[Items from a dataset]
'''
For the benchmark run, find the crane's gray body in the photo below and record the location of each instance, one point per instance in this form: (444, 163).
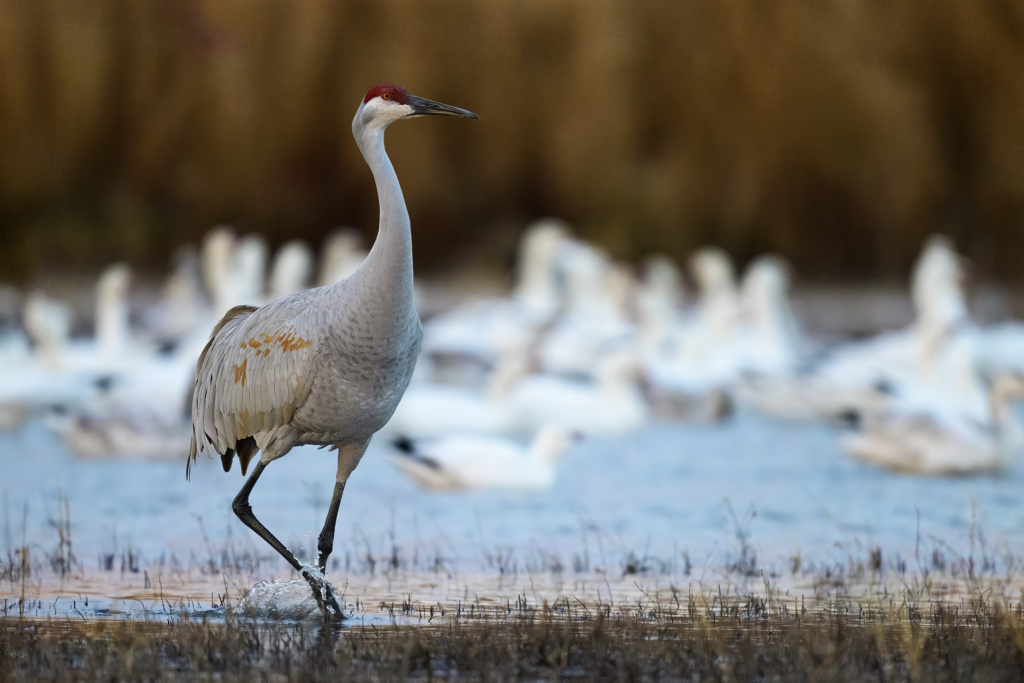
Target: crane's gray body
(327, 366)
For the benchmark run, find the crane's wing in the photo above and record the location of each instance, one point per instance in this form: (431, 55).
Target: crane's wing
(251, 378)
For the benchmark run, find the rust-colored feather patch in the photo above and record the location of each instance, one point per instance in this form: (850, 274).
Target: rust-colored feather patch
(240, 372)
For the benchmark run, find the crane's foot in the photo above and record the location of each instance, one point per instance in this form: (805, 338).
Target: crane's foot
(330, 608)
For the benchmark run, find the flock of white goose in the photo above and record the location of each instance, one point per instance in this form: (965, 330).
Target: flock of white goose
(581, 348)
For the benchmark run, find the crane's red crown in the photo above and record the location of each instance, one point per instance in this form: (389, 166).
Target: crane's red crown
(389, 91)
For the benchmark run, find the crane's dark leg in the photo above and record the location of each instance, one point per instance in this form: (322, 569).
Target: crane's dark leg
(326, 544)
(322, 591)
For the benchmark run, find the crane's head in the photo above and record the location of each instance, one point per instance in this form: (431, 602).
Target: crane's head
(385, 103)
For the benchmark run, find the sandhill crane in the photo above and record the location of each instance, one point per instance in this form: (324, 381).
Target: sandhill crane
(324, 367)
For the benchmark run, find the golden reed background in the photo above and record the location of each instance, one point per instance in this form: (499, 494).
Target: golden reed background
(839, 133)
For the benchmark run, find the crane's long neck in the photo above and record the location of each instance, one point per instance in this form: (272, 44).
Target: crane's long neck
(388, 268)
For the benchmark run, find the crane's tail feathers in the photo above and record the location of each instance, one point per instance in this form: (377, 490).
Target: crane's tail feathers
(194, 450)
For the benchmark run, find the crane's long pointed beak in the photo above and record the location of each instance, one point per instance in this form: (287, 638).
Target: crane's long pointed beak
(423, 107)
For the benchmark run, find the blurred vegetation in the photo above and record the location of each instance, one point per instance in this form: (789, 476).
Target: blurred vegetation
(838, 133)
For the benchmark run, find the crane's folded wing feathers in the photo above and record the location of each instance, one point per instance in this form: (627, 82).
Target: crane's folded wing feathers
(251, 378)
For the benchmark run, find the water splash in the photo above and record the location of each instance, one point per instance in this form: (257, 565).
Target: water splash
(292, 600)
'''
'''
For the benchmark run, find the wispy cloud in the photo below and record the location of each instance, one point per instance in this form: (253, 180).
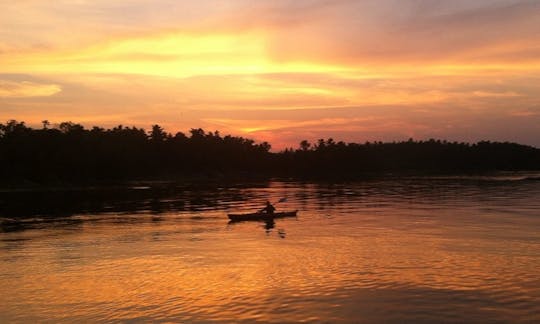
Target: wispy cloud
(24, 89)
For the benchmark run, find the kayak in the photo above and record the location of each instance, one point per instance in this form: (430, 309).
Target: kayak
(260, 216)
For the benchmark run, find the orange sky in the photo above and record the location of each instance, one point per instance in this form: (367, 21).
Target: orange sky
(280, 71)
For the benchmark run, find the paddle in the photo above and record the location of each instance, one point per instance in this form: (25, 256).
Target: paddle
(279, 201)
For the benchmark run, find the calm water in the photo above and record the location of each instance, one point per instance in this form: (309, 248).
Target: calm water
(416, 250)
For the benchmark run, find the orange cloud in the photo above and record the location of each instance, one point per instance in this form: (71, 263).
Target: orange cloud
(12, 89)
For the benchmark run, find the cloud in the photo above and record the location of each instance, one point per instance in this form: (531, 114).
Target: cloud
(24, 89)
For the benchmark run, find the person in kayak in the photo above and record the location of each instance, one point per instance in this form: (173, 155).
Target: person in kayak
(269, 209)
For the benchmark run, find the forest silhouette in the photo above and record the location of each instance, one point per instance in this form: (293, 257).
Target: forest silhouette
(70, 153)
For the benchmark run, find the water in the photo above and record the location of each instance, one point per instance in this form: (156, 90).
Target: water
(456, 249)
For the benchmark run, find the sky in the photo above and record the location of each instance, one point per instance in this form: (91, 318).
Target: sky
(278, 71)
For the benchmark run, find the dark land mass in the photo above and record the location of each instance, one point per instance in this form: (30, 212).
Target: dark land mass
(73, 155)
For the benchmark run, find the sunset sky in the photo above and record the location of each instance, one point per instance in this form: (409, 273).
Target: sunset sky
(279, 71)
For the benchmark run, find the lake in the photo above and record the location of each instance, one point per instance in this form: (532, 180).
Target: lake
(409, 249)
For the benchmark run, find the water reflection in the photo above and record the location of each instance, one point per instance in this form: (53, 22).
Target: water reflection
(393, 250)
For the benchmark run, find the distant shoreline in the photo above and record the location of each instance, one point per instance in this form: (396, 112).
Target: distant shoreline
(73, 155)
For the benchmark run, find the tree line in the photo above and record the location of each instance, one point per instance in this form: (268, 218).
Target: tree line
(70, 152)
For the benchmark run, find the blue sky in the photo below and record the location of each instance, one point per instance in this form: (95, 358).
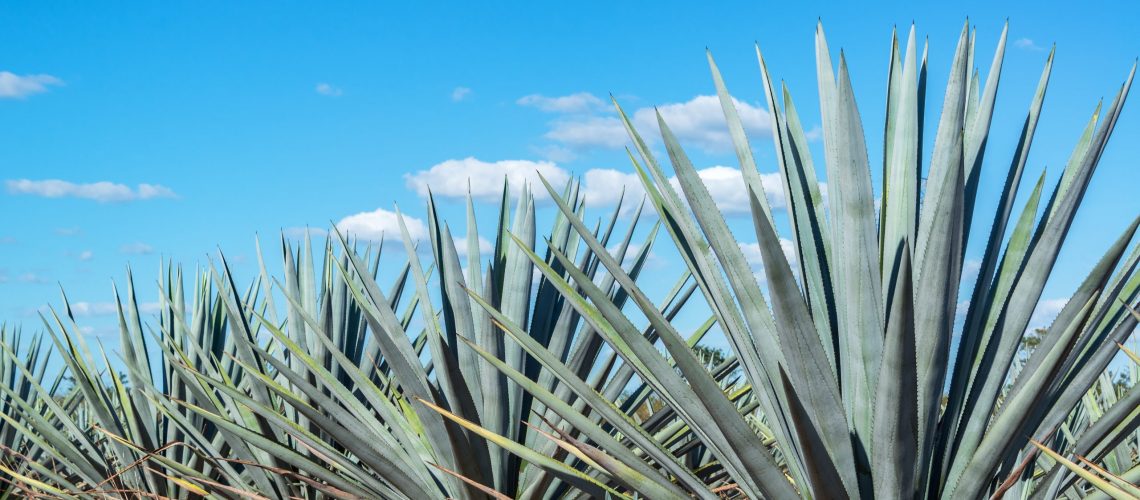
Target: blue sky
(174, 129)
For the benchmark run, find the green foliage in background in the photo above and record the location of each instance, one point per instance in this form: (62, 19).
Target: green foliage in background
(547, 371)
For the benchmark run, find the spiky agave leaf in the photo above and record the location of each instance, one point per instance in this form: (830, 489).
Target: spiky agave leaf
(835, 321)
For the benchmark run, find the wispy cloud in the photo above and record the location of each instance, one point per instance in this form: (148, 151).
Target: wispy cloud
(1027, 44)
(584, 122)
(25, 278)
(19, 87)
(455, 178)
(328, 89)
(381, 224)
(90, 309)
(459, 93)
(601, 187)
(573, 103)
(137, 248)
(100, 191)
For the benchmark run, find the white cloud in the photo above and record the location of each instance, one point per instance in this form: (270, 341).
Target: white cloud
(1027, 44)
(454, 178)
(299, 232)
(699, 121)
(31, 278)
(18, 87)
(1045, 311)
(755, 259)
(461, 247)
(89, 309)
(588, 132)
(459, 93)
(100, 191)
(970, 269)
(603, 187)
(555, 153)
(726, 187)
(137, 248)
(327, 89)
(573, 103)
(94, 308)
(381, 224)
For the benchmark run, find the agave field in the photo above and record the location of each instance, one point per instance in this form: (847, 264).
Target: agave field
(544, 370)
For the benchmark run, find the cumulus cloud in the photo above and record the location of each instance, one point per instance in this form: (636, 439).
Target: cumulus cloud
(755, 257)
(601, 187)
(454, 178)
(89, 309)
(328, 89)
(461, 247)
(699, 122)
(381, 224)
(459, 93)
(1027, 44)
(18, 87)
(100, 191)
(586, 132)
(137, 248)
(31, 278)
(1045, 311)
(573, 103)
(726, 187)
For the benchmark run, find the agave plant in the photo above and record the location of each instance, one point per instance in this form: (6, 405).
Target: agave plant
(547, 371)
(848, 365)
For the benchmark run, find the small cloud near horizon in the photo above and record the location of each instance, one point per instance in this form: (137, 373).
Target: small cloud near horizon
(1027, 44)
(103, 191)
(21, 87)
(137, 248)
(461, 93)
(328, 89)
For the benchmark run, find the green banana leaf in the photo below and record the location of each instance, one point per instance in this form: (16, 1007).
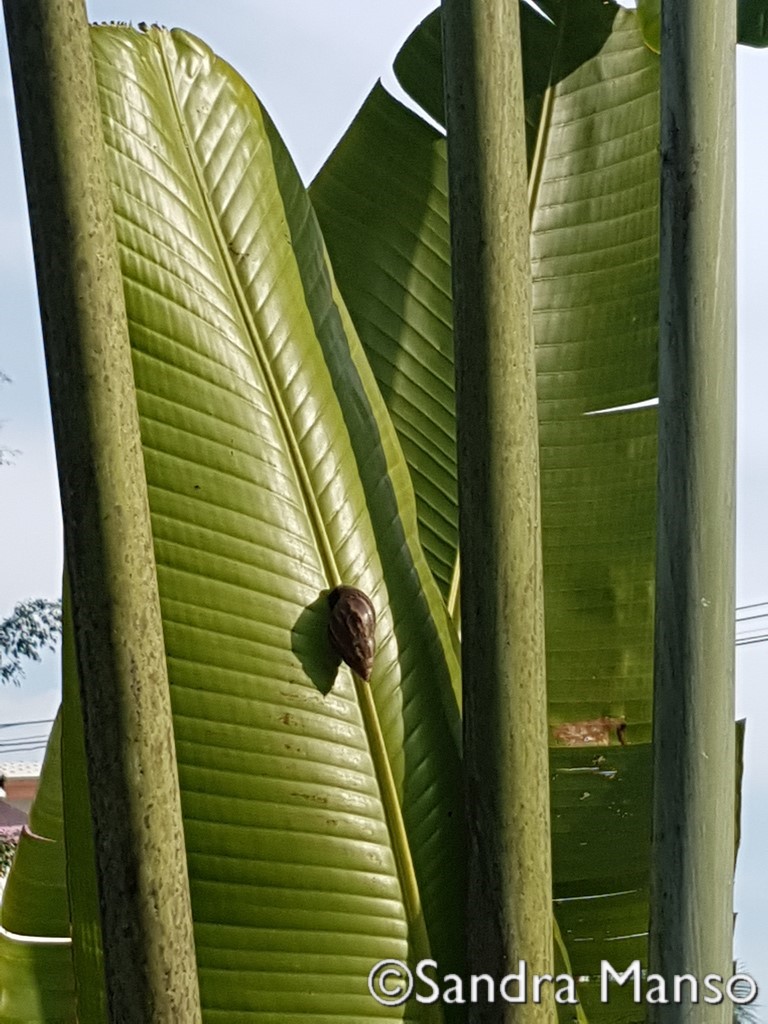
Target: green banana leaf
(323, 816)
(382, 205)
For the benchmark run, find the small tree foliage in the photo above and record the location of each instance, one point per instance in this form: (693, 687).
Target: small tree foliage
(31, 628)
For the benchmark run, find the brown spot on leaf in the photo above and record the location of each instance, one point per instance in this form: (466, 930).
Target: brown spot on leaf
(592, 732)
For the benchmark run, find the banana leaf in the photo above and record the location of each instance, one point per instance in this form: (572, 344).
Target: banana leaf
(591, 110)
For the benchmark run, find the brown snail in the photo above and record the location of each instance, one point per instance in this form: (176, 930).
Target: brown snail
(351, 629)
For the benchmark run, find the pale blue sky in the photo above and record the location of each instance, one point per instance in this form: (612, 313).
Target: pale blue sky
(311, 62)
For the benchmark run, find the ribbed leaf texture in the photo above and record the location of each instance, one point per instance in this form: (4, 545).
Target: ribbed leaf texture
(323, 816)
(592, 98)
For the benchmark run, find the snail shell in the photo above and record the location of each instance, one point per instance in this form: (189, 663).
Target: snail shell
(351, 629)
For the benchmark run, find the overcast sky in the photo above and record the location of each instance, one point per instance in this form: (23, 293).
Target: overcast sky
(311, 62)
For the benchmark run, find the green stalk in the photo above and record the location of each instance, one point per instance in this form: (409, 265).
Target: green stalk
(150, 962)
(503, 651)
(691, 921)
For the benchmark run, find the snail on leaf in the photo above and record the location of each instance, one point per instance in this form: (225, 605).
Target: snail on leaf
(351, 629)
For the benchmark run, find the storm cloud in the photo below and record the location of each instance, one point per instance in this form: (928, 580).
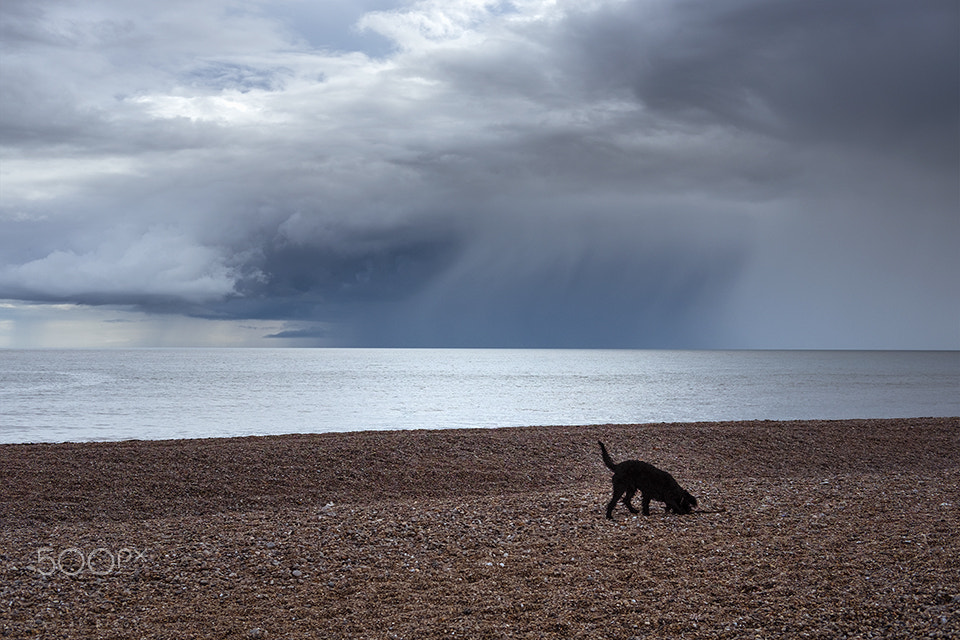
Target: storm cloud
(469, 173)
'''
YOUR INSTRUCTIONS :: List every line in the items above that contains the word "water", matching its case exactly.

OUTPUT OF THE EXERCISE ::
For the benchmark run, find the water splash in the photo above and record the location of each instance, one point per instance in this form: (257, 565).
Target: water splash
For the benchmark run, find the calm water in the photo above and record the location of each instance, one point per instance in this form: (309, 248).
Target: calm water
For the benchmark run, find the water in the photo above and record the location of each instance, one point per instance in this form: (156, 90).
Target: water
For the benchmark run, find the water reflection in the photo above and record the location of each instance, one point per instance in this form: (53, 22).
Target: water reflection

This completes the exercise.